TO DO => Could you transcribe every record below exactly as written, leaving out any pictures?

[Dataset records about object locations]
↓↓↓

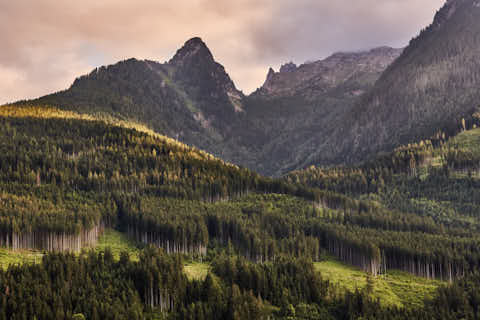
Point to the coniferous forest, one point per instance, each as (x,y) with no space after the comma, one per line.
(65,178)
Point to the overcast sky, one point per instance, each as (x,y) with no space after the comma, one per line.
(46,44)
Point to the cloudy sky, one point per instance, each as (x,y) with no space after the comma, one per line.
(45,44)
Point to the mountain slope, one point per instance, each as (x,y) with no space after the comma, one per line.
(191,98)
(297,105)
(431,86)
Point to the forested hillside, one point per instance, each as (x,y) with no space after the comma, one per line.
(431,86)
(64,177)
(192,98)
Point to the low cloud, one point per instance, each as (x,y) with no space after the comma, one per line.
(45,44)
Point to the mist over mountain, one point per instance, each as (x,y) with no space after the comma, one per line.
(342,109)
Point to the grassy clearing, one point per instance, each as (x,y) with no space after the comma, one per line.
(196,270)
(396,288)
(118,242)
(8,257)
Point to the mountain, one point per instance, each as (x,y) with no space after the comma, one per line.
(340,110)
(299,105)
(346,69)
(430,87)
(191,98)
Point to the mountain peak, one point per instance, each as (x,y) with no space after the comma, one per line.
(194,48)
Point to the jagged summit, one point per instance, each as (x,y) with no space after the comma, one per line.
(194,48)
(314,78)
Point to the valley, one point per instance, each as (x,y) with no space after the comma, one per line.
(343,188)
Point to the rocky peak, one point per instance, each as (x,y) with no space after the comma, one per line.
(315,78)
(193,49)
(288,67)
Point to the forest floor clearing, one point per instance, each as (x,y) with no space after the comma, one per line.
(396,288)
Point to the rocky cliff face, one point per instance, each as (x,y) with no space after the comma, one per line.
(342,109)
(313,79)
(431,86)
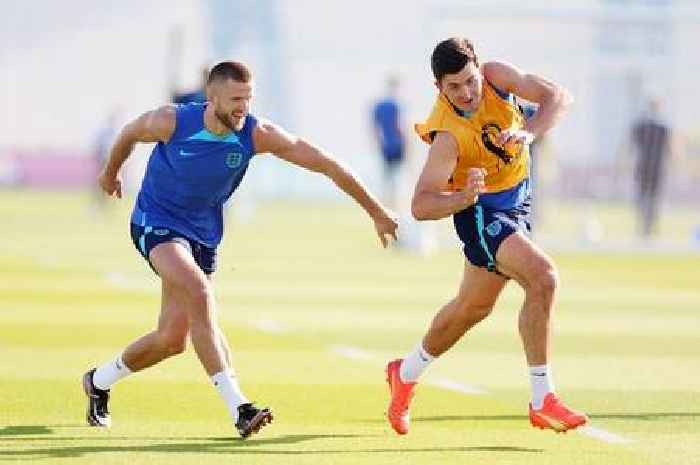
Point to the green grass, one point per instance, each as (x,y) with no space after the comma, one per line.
(73,292)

↑↑↑

ANSWER =>
Point to the coniferous forest, one point per instance, each as (x,y) with no space after the comma, one per line.
(65,178)
Point to the overcast sky, one point per instance, each as (x,y) with no space after the comma, one per line.
(46,44)
Point to the cloudy sky, one point per instance, each as (x,y) with no space after the comma, one per line.
(45,44)
Point to the mountain slope, one point per instance, each as (x,y) with no space after the comma, one per line.
(191,98)
(297,105)
(431,86)
Point to the forested hillside, one point per instance, each as (x,y) with no space after the comma, one per line.
(431,86)
(64,177)
(192,98)
Point to the low cloud, one point per instance, each as (x,y) with no space after the comma, one per line.
(45,44)
Point to the mist over mountain, one point per instance, each as (x,y) with no space after the comma, one per line.
(342,109)
Point to the grassy clearing, one point per instance, each as (x,y) with no space after the comma, one per line.
(196,270)
(396,288)
(118,242)
(8,257)
Point to the mountain, one point per instance, each as (x,y) with no space after the comma, one per line.
(340,110)
(299,105)
(346,69)
(430,87)
(191,98)
Point to the mountain peak, one point per instance, each as (x,y) with no space after the comma, one per line.
(194,48)
Point to the jagged summit, one point per instance, each as (x,y) with no space after the comma, one per line.
(194,48)
(314,78)
Point to the valley, one point per instance, each as (x,y) with no space after the comma, one per line.
(343,188)
Point to the rocky peak, one point per instance, each as (x,y) with no space after the comma, one per line.
(315,78)
(193,49)
(288,67)
Point to the forest floor clearing, one point per instance, each as (x,y) with no space after the comma, one per line.
(396,288)
Point to the rocky cliff face, one point per instance, each as (x,y) with no space after the comma, one per line.
(342,109)
(313,79)
(431,86)
Point to the green grass, one point per instance, each as (x,y) with no space after the comma, one per line.
(73,292)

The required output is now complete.